- **SET TASK**:
Copy every one of the entries below line for line, changing nothing.

____

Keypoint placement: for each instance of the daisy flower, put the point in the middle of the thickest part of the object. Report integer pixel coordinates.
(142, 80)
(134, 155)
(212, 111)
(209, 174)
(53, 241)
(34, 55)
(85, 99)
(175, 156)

____

- **TASK SOLUTION**:
Keypoint placement: for each instance of the daisy flower, put the point in the middle of the thickest part of the object. Report integer pixel coordinates.
(142, 80)
(134, 155)
(212, 111)
(209, 174)
(53, 241)
(34, 55)
(85, 99)
(175, 156)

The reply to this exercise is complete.